(Dataset entries)
Start of Block

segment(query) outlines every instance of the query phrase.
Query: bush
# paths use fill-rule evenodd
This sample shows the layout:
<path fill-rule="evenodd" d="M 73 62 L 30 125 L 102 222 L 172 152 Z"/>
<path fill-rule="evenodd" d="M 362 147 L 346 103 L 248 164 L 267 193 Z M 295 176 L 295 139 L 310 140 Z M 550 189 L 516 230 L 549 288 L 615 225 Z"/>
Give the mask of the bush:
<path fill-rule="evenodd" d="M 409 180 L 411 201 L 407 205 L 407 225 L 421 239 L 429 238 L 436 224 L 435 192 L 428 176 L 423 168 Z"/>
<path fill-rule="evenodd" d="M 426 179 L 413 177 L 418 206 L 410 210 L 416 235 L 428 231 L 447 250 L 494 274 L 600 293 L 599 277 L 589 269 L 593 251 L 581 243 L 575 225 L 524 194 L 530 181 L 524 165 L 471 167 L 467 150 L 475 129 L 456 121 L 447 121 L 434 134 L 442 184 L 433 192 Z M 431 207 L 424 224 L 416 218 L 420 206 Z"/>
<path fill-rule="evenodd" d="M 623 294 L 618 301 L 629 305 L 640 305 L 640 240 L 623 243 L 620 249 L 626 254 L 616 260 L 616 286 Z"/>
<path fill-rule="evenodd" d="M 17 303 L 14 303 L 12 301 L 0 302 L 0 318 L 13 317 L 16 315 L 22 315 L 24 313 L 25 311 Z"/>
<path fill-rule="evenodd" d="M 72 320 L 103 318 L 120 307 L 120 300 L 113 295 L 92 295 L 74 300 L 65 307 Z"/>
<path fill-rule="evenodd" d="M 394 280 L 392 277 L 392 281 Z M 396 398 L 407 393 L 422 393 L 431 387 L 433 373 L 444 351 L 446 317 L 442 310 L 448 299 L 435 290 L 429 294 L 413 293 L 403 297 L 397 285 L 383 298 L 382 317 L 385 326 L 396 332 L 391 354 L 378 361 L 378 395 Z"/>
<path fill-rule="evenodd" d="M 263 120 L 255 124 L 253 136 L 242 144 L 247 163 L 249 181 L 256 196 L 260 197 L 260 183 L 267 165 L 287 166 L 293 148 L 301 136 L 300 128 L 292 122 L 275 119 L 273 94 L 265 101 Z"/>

End of Block

What to do ▸ Each entry above is to be transcribed without alteration.

Result ▸
segment(query) outlines every instance of the query phrase.
Query: bush
# paths use fill-rule evenodd
This sample shows the layout:
<path fill-rule="evenodd" d="M 73 62 L 30 125 L 102 222 L 172 152 Z"/>
<path fill-rule="evenodd" d="M 362 147 L 346 103 L 248 164 L 267 193 Z M 295 176 L 295 139 L 310 140 Z M 550 189 L 516 230 L 549 288 L 615 225 Z"/>
Give the mask of the bush:
<path fill-rule="evenodd" d="M 409 180 L 411 201 L 407 205 L 407 225 L 421 239 L 429 238 L 436 224 L 435 192 L 428 176 L 423 168 Z"/>
<path fill-rule="evenodd" d="M 426 179 L 413 177 L 418 206 L 410 210 L 416 235 L 428 231 L 447 250 L 494 274 L 600 293 L 599 277 L 589 269 L 593 251 L 581 243 L 575 225 L 524 194 L 530 181 L 524 165 L 471 167 L 467 150 L 475 129 L 456 121 L 447 121 L 434 134 L 442 184 L 433 192 Z M 431 207 L 424 224 L 416 218 L 420 206 Z"/>
<path fill-rule="evenodd" d="M 623 294 L 618 301 L 629 305 L 640 305 L 640 240 L 623 243 L 620 249 L 626 254 L 616 260 L 616 286 Z"/>
<path fill-rule="evenodd" d="M 17 303 L 14 303 L 12 301 L 0 302 L 0 318 L 13 317 L 16 315 L 22 315 L 24 313 L 25 311 Z"/>
<path fill-rule="evenodd" d="M 72 320 L 103 318 L 120 307 L 120 300 L 113 295 L 92 295 L 74 300 L 65 307 Z"/>
<path fill-rule="evenodd" d="M 394 280 L 392 277 L 392 281 Z M 396 398 L 407 393 L 422 393 L 431 387 L 433 373 L 444 351 L 446 317 L 442 310 L 448 299 L 435 290 L 429 294 L 413 293 L 403 297 L 397 285 L 383 298 L 382 317 L 385 326 L 396 332 L 391 354 L 378 361 L 378 395 Z"/>
<path fill-rule="evenodd" d="M 263 120 L 255 124 L 253 136 L 242 144 L 247 163 L 249 181 L 256 196 L 260 197 L 260 183 L 267 165 L 287 166 L 293 148 L 301 136 L 300 128 L 292 122 L 275 119 L 273 94 L 265 101 Z"/>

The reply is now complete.